Trecho do documento
++++++++++

Era novembro de 2014. Primeiro fim de semana. Plena campanha da Dilma. Fim de tarde na RPPN dele, a Linda Serra dos Topázios. Jaime e eu começamos a conversar sobre a falta que fazia termos acesso a um veículo independente e democrático de informação.

Resolvemos fundar o nosso. Um espaço não comercial, de resistência. Mais um trabalho de militância, voluntário, por suposto. Jaime propôs um jornal; eu, uma revista. O nome eu escolhi (ele queria Bacurau). Dividimos as tarefas. A capa ficou com ele, a linha editorial também.

Correr atrás da grana ficou por minha conta. A paleta de cores, depois de larga prosa, Jaime fechou questão – “nossas cores vão ser o vermelho e o amarelo, porque revista tem que ter cor de luta, cor vibrante” (eu queria verde-floresta). Na paz, acabei enfiando um branco.

++++++++++

Registros de dados salvos:
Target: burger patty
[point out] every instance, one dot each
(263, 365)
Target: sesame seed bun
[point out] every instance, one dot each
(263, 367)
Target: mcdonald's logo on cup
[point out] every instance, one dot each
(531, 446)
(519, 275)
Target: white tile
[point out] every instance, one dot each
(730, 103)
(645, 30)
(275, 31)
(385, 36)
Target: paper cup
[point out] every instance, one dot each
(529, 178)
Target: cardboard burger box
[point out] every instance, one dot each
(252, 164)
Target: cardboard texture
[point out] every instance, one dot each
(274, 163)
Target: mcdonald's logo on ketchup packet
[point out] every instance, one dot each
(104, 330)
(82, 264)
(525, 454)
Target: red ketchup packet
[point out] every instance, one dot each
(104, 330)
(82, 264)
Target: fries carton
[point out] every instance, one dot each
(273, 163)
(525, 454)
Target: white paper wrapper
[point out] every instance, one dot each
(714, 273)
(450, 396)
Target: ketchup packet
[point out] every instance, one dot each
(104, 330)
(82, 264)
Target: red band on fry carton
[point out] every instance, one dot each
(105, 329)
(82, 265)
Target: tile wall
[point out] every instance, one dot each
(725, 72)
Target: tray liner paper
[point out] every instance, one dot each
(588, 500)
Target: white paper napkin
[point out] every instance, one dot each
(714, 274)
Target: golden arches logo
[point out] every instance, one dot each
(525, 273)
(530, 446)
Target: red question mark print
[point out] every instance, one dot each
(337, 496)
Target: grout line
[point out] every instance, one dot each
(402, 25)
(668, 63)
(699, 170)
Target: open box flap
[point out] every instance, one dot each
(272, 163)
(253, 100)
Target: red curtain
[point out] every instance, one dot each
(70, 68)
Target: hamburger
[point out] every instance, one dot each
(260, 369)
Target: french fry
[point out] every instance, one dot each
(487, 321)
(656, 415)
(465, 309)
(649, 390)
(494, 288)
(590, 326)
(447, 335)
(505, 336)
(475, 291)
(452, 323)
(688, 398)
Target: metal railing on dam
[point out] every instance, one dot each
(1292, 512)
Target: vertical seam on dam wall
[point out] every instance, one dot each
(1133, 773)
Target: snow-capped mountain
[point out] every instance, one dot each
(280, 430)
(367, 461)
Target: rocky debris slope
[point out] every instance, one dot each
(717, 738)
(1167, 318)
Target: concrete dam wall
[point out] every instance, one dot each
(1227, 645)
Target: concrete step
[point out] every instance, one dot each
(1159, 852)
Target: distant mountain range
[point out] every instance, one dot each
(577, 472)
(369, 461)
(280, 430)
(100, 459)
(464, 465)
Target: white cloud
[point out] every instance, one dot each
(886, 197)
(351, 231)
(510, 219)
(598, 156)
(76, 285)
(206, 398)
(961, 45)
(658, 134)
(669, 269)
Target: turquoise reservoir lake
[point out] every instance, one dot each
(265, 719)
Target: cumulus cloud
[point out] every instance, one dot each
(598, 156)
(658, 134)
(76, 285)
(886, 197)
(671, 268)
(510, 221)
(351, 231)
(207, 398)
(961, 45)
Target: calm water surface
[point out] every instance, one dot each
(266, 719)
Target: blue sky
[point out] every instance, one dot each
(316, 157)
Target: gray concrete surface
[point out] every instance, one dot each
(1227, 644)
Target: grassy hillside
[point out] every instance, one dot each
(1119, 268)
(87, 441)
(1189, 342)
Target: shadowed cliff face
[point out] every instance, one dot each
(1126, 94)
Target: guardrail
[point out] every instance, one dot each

++++++++++

Solicitação de trabalho
Apresente a continuação do relato sobre a fundação da revista, começando logo após a última frase mostrada. A listagem provém de uma fonte distinta.

Resposta
Fizemos a primeira edição da Xapuri lá mesmo, na Reserva, em uma noite. Optamos por centrar na pauta socioambiental. Nossa primeira capa foi sobre os povos indígenas isolados do Acre: ‘Isolados, Bravos, Livres: Um Brasil Indígena por Conhecer”. Depois de tudo pronto, Jaime inventou de fazer uma outra boneca, “porque toda revista tem que ter número zero”.

Dessa vez finquei pé, ficamos com a capa indígena. Voltei pra Brasília com a boneca praticamente pronta e com a missão de dar um jeito de imprimir. Nos dias seguintes, o Jaime veio pra Formosa, pra convencer minha irmã Lúcia a revisar a revista, “de grátis”. Com a primeira revista impressa, a próxima tarefa foi montar o Conselho Editorial.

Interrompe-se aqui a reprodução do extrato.